▶ **Selection**
>> begin

Thursday 9 January 2014

Thinner Ice in Beaufort and Beaufort Breakups.

Last February I posted about a break up of sea ice that occurred in the Beaufort Sea, now another break up has happened over the last week. It demands a post, but one looking at the bigger picture, indeed were I to try to go over what has happened in the last week the result would read surprisingly similar to my post of February 2013.

I'm still not totally convinced this is unusual, but there is reason from the scientific literature to expect more sea ice break ups in the Beaufort Sea.

First it's worth looking at the ice state as seen in polar orbiting infra red satellite images, source Environment Cananda.

The Beaufort Sea is centre left of the image, fracturing is seen throughout the image, however Beaufort has been left heavily fractured, with fractures running along the coast of the Canadian Arctic Archipelago (towards the rose of compass points overlayed around the pole). As with last year this is because winds have set up a general clockwise motion of the pack placing ice under tension and giving rise to rapid parallel cracking.

Last year there was clear termination of cracks as they reached the thicker multi year ice, which could be identified from ASCAT, see first link of this post for details. That is less evident this year however it provided a clue that ice state in Beaufort (in 2013 virtually all first year ice following the 2012 record minimum) was playing a pivotal role in allowing the development of the fracturing.

Given the difficulty of ascertaining whether one, or even both of these events are unusual (I gave my opinion on that last year), perhaps a more fruitful question is this: Is there any reason to suspect that winter sea ice cracking might be becoming more intense than in the past?

In "Recent changes in the dynamic properties of declining Arctic sea ice: A model study" GRL 2012, Zhang et al use the PIOMAS model to examine dynamic physical properties of Arctic sea ice and how they have changed. The following figure has been amended to put years on the horizontal axis.

Above is an extract from Zhang et al's figure 1, it shows how modelled ice strength has fallen, in fact this fall is very similar (though not identical to) the decline in volume, which is a result of ice strength being determined by ice thickness and concentration, a finding based ultimately on empirical studies used to develop the forerunners of the PIOMAS model.

As both volume and mechanical strength have declined the correlation between wind and ice speed has risen (bottom panel of the above figure), this is to be expected because the wind has both less mass to carry, and is opposed by less internal ice strength. It is worth noting from the above graphic that since about 2005 the correlation between wind and ice speed has exceeded 0.85.

Zhang et al propose a wind/ice speed correlation of 0.85 as an (albeit arbitrary) benchmark above which ice can be considered in free motion. A correlation is a measure of how well two sets of data match, it ranges from -1 (a negative match e.g. as one goes up the other goes down), through 0 (no match between the two), to 1 (a positive match).  So as the correlation between wind and ice speed approach 1 the ice is ever more responsive to the wind. Zhang et al's choice of 0.85 is an arbitrary threshold above which the ice can be considered as behaving like a floe of ice in open ocean would, being blown freely by the wind.

>> end

▶ **Given entries**

>> begin

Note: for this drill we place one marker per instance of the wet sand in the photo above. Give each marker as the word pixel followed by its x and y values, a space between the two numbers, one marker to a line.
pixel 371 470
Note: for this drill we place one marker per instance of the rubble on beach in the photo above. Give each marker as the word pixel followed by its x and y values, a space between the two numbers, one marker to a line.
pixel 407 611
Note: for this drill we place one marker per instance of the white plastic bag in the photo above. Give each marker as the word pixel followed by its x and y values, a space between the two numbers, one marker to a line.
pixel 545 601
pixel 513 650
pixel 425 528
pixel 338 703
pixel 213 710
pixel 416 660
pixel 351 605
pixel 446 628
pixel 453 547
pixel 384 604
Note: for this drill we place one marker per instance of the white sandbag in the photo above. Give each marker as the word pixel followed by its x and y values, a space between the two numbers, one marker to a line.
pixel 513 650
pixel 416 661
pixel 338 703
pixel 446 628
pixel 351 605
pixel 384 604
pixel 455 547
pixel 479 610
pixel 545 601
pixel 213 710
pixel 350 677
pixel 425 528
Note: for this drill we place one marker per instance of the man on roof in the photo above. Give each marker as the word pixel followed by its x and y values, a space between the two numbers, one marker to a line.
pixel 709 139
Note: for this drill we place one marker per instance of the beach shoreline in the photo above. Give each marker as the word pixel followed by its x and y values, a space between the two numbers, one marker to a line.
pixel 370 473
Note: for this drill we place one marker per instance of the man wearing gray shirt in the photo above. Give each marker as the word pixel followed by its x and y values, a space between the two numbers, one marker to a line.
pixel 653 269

>> end

▶ **Work instructions**
[1] In the sea ice post, change "clockwise" to "anticlockwise" in the passage starting with "I'm still not" and going on through "rapid parallel cracking.".
[2] According to the sea ice post, what wind/ice speed correlation do Zhang et al propose as the benchmark above which ice can be considered in free motion?
The rows have no connection to the sea ice post.

▶ **Outputs in order**
[1]
I'm still not totally convinced this is unusual, but there is reason from the scientific literature to expect more sea ice break ups in the Beaufort Sea.

First it's worth looking at the ice state as seen in polar orbiting infra red satellite images, source Environment Cananda.

The Beaufort Sea is centre left of the image, fracturing is seen throughout the image, however Beaufort has been left heavily fractured, with fractures running along the coast of the Canadian Arctic Archipelago (towards the rose of compass points overlayed around the pole). As with last year this is because winds have set up a general anticlockwise motion of the pack placing ice under tension and giving rise to rapid parallel cracking.

[2] 0.85